### Listed records
-=-=-
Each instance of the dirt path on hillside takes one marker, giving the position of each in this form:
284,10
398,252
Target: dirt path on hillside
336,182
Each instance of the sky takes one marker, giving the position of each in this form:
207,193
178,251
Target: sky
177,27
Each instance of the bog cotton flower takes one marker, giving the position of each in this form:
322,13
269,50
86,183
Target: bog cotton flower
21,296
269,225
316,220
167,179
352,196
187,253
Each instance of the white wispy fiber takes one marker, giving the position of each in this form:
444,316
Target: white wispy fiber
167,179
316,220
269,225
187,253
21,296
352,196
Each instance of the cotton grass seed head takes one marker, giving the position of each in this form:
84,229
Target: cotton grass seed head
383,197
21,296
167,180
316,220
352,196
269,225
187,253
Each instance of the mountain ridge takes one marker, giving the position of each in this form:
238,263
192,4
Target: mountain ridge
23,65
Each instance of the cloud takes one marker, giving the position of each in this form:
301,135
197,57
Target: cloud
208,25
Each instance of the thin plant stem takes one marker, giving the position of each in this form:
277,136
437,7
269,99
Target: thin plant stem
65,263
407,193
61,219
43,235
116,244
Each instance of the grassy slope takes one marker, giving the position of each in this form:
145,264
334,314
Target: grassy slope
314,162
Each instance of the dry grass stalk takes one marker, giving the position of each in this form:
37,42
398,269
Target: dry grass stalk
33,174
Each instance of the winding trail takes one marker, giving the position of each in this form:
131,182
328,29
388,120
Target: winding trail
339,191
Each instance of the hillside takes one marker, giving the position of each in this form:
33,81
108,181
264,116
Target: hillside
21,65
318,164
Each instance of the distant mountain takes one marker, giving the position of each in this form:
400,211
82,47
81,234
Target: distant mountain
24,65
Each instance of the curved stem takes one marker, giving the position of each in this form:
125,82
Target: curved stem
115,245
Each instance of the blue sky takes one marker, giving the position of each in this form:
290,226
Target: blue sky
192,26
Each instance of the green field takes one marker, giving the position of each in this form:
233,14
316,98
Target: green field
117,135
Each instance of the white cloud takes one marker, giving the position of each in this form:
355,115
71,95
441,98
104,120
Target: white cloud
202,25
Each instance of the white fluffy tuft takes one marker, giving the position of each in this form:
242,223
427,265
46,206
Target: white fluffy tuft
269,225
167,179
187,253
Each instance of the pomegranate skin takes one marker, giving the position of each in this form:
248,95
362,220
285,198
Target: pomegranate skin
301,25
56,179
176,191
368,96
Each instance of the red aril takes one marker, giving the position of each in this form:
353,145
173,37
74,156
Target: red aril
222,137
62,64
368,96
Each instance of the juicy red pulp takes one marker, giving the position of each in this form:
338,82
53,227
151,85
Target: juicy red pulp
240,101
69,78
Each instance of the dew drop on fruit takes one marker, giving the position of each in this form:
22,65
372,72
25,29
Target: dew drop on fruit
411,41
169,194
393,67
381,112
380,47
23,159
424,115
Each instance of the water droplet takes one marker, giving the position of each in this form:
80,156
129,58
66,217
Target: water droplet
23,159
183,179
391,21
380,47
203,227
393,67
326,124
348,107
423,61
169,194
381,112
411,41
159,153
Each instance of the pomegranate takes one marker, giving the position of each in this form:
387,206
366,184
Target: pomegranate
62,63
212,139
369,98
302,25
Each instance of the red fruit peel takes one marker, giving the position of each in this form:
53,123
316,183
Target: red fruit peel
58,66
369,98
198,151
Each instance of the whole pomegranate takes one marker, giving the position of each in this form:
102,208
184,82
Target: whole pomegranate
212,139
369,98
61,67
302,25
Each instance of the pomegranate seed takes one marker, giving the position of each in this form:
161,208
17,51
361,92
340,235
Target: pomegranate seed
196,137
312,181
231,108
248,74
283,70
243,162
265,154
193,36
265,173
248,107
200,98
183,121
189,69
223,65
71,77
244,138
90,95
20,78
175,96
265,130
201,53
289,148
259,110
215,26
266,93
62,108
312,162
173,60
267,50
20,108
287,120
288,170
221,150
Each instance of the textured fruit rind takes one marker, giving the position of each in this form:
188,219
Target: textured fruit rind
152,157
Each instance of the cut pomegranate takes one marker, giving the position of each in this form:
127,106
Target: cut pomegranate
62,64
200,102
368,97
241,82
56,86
-=-=-
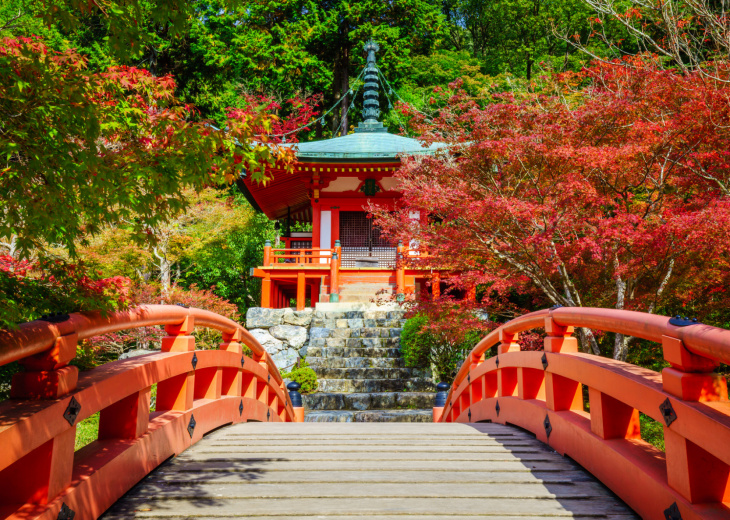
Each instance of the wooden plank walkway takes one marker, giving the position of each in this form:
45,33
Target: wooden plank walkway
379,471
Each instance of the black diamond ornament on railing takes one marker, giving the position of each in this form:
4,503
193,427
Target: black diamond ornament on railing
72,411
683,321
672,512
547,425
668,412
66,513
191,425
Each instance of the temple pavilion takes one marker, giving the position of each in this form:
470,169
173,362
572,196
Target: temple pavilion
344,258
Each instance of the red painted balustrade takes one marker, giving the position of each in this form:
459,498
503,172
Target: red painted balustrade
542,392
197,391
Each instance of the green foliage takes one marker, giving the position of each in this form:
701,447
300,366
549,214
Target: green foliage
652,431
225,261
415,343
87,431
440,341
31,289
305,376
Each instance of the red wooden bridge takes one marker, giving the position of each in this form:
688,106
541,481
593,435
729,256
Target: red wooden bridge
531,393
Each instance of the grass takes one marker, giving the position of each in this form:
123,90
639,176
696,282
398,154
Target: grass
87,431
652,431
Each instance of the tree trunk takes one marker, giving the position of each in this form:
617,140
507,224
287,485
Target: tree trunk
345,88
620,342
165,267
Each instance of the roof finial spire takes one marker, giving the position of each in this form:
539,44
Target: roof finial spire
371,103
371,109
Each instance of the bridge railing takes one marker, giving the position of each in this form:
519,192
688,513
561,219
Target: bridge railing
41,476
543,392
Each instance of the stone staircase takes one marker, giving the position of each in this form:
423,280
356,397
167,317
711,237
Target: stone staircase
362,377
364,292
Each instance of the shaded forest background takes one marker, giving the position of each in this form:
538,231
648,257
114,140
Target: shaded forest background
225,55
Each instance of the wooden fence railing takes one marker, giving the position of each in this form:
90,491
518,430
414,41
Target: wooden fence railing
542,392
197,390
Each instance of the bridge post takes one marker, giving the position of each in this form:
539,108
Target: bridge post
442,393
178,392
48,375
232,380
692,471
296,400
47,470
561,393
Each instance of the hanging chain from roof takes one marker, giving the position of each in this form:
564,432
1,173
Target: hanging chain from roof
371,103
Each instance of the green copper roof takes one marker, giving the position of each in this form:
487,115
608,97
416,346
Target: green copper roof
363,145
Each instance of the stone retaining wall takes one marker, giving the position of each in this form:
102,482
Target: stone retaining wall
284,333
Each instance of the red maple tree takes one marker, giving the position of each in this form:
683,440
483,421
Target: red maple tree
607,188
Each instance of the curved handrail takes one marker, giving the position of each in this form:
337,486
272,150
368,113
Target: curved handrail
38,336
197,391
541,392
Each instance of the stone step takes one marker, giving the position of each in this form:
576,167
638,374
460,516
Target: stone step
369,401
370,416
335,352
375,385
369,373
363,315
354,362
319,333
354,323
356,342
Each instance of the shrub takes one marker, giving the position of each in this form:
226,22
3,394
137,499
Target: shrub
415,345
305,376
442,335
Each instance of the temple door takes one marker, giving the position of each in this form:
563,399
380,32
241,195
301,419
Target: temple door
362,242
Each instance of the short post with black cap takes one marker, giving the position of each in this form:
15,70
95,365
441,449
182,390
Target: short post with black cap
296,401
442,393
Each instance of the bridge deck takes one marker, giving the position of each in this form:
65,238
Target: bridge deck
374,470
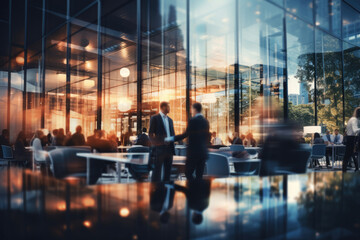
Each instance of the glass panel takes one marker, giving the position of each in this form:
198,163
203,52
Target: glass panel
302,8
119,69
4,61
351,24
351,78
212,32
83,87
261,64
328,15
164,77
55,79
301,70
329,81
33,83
-=-=-
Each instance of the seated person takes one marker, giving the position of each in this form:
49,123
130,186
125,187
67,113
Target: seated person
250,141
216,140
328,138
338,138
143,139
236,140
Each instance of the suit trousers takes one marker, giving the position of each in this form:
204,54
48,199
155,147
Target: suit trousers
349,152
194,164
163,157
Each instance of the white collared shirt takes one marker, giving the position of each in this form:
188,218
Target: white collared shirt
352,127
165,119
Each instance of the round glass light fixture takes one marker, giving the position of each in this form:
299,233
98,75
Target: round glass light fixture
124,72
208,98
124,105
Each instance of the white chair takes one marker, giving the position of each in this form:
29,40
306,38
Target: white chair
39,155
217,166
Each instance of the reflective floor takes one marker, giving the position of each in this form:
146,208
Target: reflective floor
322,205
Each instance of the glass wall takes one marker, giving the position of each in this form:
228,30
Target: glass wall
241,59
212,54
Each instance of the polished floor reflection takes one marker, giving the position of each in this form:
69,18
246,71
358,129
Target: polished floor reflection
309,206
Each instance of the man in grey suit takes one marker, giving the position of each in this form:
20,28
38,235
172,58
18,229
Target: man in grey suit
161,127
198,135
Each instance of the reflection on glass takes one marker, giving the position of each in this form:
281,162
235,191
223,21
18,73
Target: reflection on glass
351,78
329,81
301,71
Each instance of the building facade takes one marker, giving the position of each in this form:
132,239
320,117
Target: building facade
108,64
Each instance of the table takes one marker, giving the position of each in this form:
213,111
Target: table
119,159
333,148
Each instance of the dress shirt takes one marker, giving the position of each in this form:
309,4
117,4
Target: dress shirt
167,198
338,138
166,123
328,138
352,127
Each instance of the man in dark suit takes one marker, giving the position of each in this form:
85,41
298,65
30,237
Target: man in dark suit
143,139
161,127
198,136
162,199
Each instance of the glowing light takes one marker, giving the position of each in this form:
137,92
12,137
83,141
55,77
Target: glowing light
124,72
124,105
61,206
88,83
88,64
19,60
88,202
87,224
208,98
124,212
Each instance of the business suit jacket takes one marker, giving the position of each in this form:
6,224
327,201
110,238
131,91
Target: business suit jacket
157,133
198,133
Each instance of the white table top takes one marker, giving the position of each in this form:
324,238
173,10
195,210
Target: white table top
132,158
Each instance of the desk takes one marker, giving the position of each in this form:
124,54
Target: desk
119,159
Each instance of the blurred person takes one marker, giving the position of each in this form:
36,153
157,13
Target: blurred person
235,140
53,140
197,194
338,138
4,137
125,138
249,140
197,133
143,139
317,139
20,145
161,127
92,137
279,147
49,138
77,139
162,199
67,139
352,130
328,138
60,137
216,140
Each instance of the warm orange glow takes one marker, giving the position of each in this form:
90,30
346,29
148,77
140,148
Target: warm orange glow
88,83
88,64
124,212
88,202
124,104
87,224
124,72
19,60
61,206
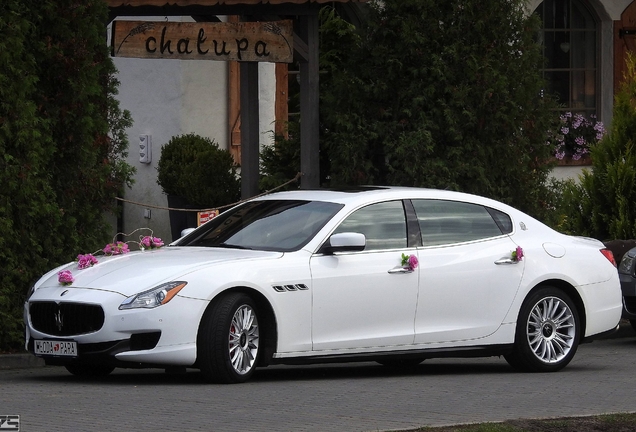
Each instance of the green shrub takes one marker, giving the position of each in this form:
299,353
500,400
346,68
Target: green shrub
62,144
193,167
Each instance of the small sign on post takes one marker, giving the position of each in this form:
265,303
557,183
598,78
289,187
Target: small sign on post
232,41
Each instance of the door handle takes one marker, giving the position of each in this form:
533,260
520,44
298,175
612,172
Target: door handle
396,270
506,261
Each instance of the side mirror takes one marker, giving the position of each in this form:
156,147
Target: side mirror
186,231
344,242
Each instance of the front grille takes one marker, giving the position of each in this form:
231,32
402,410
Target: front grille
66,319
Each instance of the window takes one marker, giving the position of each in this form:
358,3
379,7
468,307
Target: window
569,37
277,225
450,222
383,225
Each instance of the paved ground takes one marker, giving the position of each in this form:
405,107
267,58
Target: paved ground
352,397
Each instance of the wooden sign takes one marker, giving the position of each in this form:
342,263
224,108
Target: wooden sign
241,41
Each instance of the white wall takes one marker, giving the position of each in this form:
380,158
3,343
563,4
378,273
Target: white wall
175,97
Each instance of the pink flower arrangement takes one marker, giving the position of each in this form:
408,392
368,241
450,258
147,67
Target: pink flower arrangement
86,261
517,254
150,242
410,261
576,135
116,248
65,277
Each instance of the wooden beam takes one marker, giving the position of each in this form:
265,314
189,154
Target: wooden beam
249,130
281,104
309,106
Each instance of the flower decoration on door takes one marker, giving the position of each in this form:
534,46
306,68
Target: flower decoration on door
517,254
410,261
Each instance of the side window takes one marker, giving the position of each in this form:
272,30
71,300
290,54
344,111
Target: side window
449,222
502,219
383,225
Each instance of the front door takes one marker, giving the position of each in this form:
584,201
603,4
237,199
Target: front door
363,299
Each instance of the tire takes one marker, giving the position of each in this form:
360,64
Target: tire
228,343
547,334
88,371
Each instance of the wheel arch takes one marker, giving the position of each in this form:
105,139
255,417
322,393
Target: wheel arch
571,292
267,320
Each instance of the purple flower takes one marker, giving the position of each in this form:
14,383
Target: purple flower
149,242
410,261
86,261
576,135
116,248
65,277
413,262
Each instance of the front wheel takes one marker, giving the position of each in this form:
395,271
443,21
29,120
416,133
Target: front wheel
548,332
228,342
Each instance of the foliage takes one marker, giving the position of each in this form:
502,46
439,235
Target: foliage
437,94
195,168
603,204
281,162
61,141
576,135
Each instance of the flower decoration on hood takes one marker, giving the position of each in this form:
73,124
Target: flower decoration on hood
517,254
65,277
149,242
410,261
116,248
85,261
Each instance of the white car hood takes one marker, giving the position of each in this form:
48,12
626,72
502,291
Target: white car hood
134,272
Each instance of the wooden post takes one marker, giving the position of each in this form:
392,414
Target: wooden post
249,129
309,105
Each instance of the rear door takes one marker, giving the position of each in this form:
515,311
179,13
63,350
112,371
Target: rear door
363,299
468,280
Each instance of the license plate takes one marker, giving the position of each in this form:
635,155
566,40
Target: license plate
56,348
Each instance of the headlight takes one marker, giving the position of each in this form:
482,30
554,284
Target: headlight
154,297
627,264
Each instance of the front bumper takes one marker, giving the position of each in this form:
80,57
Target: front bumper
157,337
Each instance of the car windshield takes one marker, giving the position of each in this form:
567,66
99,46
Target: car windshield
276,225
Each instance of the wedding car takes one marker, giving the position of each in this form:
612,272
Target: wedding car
-=-=-
### Problem requirements
Which lines of the material above hold the string "wedding"? Pull them out.

### Output of the task
Each instance of the wedding car takes one marker, giving the position of each in this form:
Target: wedding car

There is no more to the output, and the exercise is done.